■ Problem to solve
Reproduce all the entries exactly.

-- start Material for this task --

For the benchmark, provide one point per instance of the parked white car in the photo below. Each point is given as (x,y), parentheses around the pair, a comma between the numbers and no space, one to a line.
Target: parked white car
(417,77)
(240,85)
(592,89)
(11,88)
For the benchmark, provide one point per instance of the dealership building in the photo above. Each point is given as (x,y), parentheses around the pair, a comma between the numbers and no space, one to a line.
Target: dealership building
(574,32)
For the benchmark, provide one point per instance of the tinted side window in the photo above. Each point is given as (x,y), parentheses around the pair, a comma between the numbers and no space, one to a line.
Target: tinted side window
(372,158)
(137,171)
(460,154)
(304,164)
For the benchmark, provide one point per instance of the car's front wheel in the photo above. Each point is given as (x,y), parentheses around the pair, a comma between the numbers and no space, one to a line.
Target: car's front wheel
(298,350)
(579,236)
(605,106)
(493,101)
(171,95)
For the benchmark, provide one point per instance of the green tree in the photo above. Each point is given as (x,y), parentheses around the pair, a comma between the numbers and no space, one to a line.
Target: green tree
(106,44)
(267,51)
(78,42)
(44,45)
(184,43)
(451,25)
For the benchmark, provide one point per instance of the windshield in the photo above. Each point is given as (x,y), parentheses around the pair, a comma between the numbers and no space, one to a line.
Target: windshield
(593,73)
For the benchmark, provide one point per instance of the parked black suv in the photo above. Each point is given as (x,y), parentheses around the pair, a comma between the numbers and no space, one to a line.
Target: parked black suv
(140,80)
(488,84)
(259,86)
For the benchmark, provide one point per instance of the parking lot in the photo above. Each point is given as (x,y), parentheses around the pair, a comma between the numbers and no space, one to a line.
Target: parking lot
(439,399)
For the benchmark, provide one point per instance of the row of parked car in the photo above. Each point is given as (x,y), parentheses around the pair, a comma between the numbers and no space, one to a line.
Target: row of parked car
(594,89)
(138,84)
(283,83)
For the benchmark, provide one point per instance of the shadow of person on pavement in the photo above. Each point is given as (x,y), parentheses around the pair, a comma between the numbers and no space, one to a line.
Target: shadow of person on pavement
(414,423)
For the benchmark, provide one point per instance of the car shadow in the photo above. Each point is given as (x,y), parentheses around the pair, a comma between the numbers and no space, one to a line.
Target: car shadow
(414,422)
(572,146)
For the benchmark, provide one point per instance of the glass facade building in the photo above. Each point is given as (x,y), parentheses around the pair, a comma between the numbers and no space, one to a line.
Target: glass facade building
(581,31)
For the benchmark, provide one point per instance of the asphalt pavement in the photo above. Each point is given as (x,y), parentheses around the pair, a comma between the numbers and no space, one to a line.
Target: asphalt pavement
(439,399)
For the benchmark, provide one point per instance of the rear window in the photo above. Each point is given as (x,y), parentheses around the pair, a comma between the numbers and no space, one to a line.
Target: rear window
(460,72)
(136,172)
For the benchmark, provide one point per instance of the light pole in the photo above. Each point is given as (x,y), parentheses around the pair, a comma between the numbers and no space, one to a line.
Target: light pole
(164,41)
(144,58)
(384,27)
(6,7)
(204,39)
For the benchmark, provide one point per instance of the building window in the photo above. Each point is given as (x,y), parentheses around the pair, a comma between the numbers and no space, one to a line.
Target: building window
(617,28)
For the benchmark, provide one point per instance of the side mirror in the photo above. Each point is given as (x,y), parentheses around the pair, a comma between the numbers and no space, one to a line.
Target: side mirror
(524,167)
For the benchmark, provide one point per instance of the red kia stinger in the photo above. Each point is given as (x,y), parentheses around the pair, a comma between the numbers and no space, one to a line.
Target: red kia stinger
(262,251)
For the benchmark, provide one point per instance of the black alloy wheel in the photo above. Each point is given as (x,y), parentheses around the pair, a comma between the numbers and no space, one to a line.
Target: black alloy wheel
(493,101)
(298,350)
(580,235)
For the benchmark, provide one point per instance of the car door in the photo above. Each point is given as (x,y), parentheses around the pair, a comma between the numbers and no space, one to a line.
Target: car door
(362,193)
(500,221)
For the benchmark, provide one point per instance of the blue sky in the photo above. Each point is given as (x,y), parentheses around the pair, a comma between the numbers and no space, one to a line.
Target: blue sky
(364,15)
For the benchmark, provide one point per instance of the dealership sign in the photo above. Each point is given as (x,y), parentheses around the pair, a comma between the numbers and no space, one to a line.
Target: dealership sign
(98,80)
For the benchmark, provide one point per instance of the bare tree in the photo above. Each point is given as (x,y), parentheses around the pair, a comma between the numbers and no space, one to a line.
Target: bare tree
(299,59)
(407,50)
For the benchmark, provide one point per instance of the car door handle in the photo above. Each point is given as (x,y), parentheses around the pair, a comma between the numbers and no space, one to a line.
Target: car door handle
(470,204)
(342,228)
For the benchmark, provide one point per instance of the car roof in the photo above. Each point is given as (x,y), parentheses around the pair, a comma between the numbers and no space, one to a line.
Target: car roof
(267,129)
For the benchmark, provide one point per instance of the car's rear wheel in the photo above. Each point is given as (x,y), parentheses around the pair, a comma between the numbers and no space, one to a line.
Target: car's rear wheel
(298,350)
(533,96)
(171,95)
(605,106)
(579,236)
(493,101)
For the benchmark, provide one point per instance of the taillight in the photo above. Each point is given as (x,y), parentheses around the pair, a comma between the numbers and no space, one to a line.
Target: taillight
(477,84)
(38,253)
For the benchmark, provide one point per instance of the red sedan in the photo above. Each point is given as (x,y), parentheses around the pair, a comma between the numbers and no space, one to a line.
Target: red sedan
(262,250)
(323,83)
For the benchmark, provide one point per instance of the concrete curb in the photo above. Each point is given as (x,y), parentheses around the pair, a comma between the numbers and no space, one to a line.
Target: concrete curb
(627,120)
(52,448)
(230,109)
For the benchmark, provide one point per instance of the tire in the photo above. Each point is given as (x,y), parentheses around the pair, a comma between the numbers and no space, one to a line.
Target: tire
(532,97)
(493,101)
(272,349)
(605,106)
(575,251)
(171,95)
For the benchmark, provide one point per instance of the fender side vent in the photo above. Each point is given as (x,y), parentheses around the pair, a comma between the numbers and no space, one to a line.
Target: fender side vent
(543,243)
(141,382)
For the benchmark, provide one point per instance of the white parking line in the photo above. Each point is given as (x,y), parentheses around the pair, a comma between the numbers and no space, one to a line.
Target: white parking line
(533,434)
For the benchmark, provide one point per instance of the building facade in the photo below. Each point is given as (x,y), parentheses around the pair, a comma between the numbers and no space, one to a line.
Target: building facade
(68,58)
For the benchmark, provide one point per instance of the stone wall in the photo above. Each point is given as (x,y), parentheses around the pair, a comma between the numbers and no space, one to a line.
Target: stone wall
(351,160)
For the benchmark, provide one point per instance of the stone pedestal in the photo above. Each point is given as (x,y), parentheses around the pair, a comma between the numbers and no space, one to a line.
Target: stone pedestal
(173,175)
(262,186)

-- end Material for this task --

■ Completed task
For the benchmark, provide one point per instance of the parked white car in the photo below. Each point is given as (x,y), parentheses around the pair, a comma between the numbers and no space, one to a line.
Target: parked white car
(417,77)
(240,85)
(592,89)
(11,88)
For the benchmark, provide one point per instance of the dealership building in the photo above. Each point is given as (x,y), parentheses around the pair, a comma between the numbers and no space, one to a line.
Target: dealership building
(574,32)
For the benchmark, provide one point per instance of the tinted side window in the photo above. Each point is given as (x,y), parentheses around the pair, a comma between the numbers and no space, one to a line.
Target: tinted side window
(372,158)
(137,171)
(460,154)
(304,164)
For the benchmark, provide one point per instance of the car's front wheel in the photo above. Each point is given as (x,y), parentheses around the pair, a comma between the numbers and no space, one to a line.
Target: car's front wheel
(298,350)
(579,236)
(605,106)
(493,101)
(171,95)
For the benchmark, provide one point per instance of the green tree in the photo above. Each point is given as (x,y), parentheses around the pair, a comma between the numbers and no space, one to a line.
Target: green tree
(106,44)
(267,51)
(78,42)
(44,45)
(184,43)
(451,25)
For the benchmark, provide one point per instance of the windshield in the photo above. Each point is given as (x,y), parentheses around the pair, a comma between the numbers and no space, one to a line.
Target: windshield
(593,73)
For the benchmark, provide one point per instance of the parked black suv in the photo above. Each point is given as (x,y), parentheses around the pair, a comma between the numbers and no space, one to a line.
Target: parked black suv
(140,80)
(488,84)
(259,86)
For the benchmark, provide one point per instance of the parking lot in the photo above. Each point is given as (x,y), parentheses around the pair, a comma between the numbers and no space, one to a line.
Target: parking lot
(439,399)
For the benchmark, provide one point per instance of the row of parked car in the photo above. Each point is given as (x,y), parentheses around the pair, a comma between the numbers and no space, one to a line.
Target: row of parked car
(594,89)
(138,84)
(283,83)
For the benchmark, provide one point per instance of the shadow of person on pavement in the photo above. Each point is given as (x,y), parentheses around the pair, a comma between the numbers and no space, one to a line.
Target: shadow of person on pavement
(414,423)
For the benchmark, provide one point per instance of the car shadow in the photo above. Each point is given as (x,y), parentheses around the pair, a comma between the numbers and no space, one to a line.
Target: car shadow
(414,422)
(572,146)
For the benchmark, provide one point per instance of the glass facade building in the photo above. Each point is given as (x,y), parentheses around the pair, a comma between the numbers and no space, one to a line.
Target: glass facade building
(581,31)
For the benchmark, provide one point per instance of the asphalt pavement in the photo above. Each point is given as (x,y), parentheses around the pair, a comma between the numbers and no space, one to a line.
Target: asphalt pavement
(439,399)
For the benchmark, provide one point per instance of the rear window in the photo above. Each point is given as (x,y), parentheses around the pair, a comma between the numbers and no space, one to a line.
Target: rear window
(460,72)
(136,172)
For the benchmark, provide one point per instance of the light pole in the photo above. Each point is given as (x,y), parentheses around the pair, a comma between the numbers and no space, one to a line.
Target: light pole
(164,41)
(144,58)
(384,27)
(6,7)
(204,39)
For the benchmark, provide one point per instance of the building window in the photo above. Each point is given as (x,y), parentheses around the pair, a comma between the numbers and no space, one to a line.
Target: building window
(617,28)
For the benchmark, provide one point per instance of the side mirror in the photo above. Each point is given as (x,y), parentheses around the pair, a comma between the numbers and no space, one to a line.
Target: side mirror
(524,167)
For the benchmark, provide one point per instance of the red kia stinger in the photo above. Each point is given as (x,y), parentheses around the pair, a comma between the numbers and no space, one to a line.
Target: red kia stinger
(262,251)
For the benchmark, provide one point per instance of the black alloy wheel in the photo above. Each point is given as (x,y), parentheses around the pair, a comma between the numbers and no space, one to a line.
Target: black alloy wheel
(493,101)
(298,350)
(580,235)
For the benchmark, provide one point per instance of the car door in the photo above. Each point is given as (x,y), parentheses around the pair, a comma between the numbers and no space, one to a line.
Target: car door
(362,193)
(500,221)
For the benchmark, provide one point per instance of the blue sky in the photo above. Each point is given as (x,y), parentheses around the pair, a comma between the numbers and no space, one to a line.
Target: blue sky
(364,15)
For the benchmark, provide one point per instance of the dealership sign in the photo above. Each point is given as (x,y), parentheses around the pair, a comma between the numbers and no space, one to a line.
Target: dealership sign
(98,80)
For the benchmark, provide one point per instance of the bare tree in the photo above. Each point is given as (x,y), parentheses around the pair, a comma between the numbers and no space, one to a line.
Target: bare tree
(299,59)
(407,50)
For the benchmark, provide one point per instance of the car door handle in the photo above. Each point is given as (x,y), parentheses around the pair, a comma between the numbers and no space, one to a line.
Target: car door handle
(470,204)
(342,228)
For the benchmark, provide one point per instance of the car roof in the photo above. Each point is given as (x,y), parentheses around the pair, a comma between the numbers and no space, one to a line.
Target: car roof
(267,129)
For the benchmark, provide one point per instance of the car's rear wheel in the photo above. Each point is given as (x,y), parentheses around the pair, a comma between the numbers and no space, one to a line.
Target: car's rear wheel
(298,350)
(533,96)
(171,95)
(605,106)
(579,236)
(493,101)
For the benchmark, provide one point per instance of the taillight in the photo above. Each point is given as (x,y), parentheses around the pair, a comma between the numbers and no space, one to a line.
Target: taillight
(477,84)
(38,253)
For the benchmark, provide one point per instance of the red sedan in the photo above. Each point is given as (x,y), parentheses around the pair, a comma between the numbers and no space, one to a line.
Target: red sedan
(262,250)
(323,83)
For the benchmark, provide one point per instance of the concrete curb in the photo above. Each point is given as (x,y), parentheses around the pair, a comma between the numbers and no space, one to a line.
Target: concrete curb
(627,120)
(52,448)
(230,109)
For the benchmark, provide one point per instance of the tire in the photo above. Each point is given as (x,y), parentheses around the pair, a comma between the numbers and no space, one to a line.
Target: tire
(532,97)
(493,101)
(272,349)
(605,106)
(575,251)
(171,95)
For the benchmark, provide one point per instance of the fender side vent in the photo above. Each point is given as (x,y), parentheses around the pair, a comma between the numbers and no space, one to a line.
Target: fender side vent
(543,243)
(141,382)
For the benchmark, provide one point per instance of the white parking line in the photo above. Each point is given as (x,y), parentheses around the pair, a comma between the numbers and no space, one to a line.
Target: white parking line
(533,434)
For the benchmark, provide one point per instance of the building facade in the photo below. Each point is given as (x,y), parentheses around the pair, a comma between the numbers and no space, one to a line.
Target: building facade
(68,58)
For the benchmark, provide one point per instance of the stone wall in the photo above. Each point is given as (x,y), parentheses around the pair, a comma between the numbers and no space, one to a line.
Target: stone wall
(351,160)
For the benchmark, provide one point per instance of the stone pedestal in the photo above. Each point is given as (x,y), parentheses around the pair, a comma between the numbers and no space, one to a line.
Target: stone pedestal
(173,175)
(262,186)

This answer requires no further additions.